WHAT IS EXPECTED — Each of the entries beneath this task should be written out exactly.

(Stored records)
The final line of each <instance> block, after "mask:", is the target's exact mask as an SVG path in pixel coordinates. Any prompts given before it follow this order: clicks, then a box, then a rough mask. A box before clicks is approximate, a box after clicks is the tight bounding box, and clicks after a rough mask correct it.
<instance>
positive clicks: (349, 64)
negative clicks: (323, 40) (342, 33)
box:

SOLUTION FOR THIS PROBLEM —
The final line of each <instance> block, after "mask:", is the target's exact mask as an SVG path in pixel coordinates. Any prompts given before it follow this order: clicks, then a box, then a rough mask. A box before clicks is approximate, a box after clicks is the tight bounding box, and clicks after a rough mask correct it.
<instance>
positive clicks: (349, 64)
negative clicks: (323, 40) (342, 33)
box:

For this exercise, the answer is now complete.